TEXTAUSZUG:
Indem er zustimmte, Teil von Zumas Kandidatenliste zu sein, eröffnete sich Ramaphosa eine Abkürzung zurück in ein hohes politisches Amt auf dem Rücken der Wählergruppen, die Zuma zur Präsidentschaft im ANC und in Südafrika getragen haben. Gegenwärtig verfügt Ramaphosa nach einer solch langen Zeit außerhalb der politischen Bühne allein nicht über die Netzwerke auf der Graswurzelebene, die es braucht, um eine ANC-Präsidentschaftskampagne erfolgreich zu bestreiten.

Die Gruppe der gleichaltrigen ANC-Führer mit Präsidentschaftsambitionen aus Ramaphosas Generation ist außergewöhnlich groß: von Tokyo Sexwale, dem Siedlungsminister, bis zu Mathews Phosa, dem ehemaligen Schatzmeister des ANC. Indem er sich eng an Zumas Lager band, gelangte Ramaphosa außerhalb der Reichweite seiner gleichaltrigen Rivalen.

So könnte der Deal, den Zuma und Ramaphosa miteinander schusterten, aussehen: Bei den nationalen Wahlen 2014 wird Zuma das Gesicht des ANC sein und nach seinem Sieg die Macht schrittweise auf Ramaphosa übertragen. Es gibt zwar keinen festen Zeitplan oder detaillierte Festlegungen, wie eine solche Übertragung ablaufen soll. Vorstellungen gehen jedoch dahin, dass irgendwann zwischen den nationalen Wahlen 2014 und der nationalen Konferenz des ANC 2017 Ramaphosa die Staatspräsidentschaft übernimmt, während Zuma ANC-Präsident bleibt. Gemäß dieses Kalküls im Zuma-Lager würde Ramaphosa während der nationalen ANC-Konferenz 2017 zum Parteipräsidenten gewählt - mit Zumas Rückhalt.

Wenn der von Zuma geführte ANC während der Wahlen 2014 schlecht abschneiden sollte (ein Sturz auf 55 Prozent der Stimmen und darunter, wie einige ANC-Führer befürchten) und vielleicht nach dem Westkap eine weitere Provinz verlöre, könnte Zuma vom ANC aufgefordert werden, seinen Stuhl früher zu räumen. In einem solchen Fall wäre Ramaphosa, als sein Stellvertreter, der natürliche Nachfolgekandidat.


Wie viel sind Abmachungen wert?

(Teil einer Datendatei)

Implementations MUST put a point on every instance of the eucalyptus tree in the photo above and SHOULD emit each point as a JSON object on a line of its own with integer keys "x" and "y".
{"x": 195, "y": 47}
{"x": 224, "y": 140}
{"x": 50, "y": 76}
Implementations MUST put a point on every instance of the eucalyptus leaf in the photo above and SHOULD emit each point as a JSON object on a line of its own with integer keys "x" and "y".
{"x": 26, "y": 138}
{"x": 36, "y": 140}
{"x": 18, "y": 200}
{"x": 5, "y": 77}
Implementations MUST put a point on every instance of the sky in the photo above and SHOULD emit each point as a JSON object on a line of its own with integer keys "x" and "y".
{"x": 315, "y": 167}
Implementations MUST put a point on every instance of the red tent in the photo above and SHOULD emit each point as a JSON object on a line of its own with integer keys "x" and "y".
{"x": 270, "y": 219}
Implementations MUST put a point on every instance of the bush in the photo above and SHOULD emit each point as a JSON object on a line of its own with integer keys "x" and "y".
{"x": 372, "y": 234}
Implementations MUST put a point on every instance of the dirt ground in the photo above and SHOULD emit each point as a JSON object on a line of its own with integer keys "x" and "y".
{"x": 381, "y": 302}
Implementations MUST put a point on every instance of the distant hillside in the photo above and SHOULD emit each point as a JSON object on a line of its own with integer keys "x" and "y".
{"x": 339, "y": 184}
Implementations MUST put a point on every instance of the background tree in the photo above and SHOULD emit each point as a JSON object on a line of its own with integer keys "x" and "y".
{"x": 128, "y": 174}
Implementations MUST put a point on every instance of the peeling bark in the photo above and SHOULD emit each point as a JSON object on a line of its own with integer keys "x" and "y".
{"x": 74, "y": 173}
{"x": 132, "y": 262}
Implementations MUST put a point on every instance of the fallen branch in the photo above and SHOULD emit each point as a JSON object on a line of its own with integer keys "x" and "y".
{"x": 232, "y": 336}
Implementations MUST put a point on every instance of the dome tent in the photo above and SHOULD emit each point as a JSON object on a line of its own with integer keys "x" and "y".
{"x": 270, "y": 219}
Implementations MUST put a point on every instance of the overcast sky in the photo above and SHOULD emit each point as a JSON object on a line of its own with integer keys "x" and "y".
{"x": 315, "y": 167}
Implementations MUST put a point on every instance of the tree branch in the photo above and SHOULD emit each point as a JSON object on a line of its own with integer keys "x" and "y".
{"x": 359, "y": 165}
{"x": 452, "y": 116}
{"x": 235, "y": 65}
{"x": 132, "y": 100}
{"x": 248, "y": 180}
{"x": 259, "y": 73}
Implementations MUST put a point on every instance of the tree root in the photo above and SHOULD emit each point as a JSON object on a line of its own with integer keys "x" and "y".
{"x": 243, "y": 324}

ARBEITSAUFTRAG: Schreiben Sie aus dem Textauszug über Ramaphosa alles von „So könnte der“ bis hinunter zu „mit Zumas Rückhalt.“ wortgetreu ab. Die Datensätze stammen aus einer anderen Quelle.

ANTWORT:
So könnte der Deal, den Zuma und Ramaphosa miteinander schusterten, aussehen: Bei den nationalen Wahlen 2014 wird Zuma das Gesicht des ANC sein und nach seinem Sieg die Macht schrittweise auf Ramaphosa übertragen. Es gibt zwar keinen festen Zeitplan oder detaillierte Festlegungen, wie eine solche Übertragung ablaufen soll. Vorstellungen gehen jedoch dahin, dass irgendwann zwischen den nationalen Wahlen 2014 und der nationalen Konferenz des ANC 2017 Ramaphosa die Staatspräsidentschaft übernimmt, während Zuma ANC-Präsident bleibt. Gemäß dieses Kalküls im Zuma-Lager würde Ramaphosa während der nationalen ANC-Konferenz 2017 zum Parteipräsidenten gewählt - mit Zumas Rückhalt.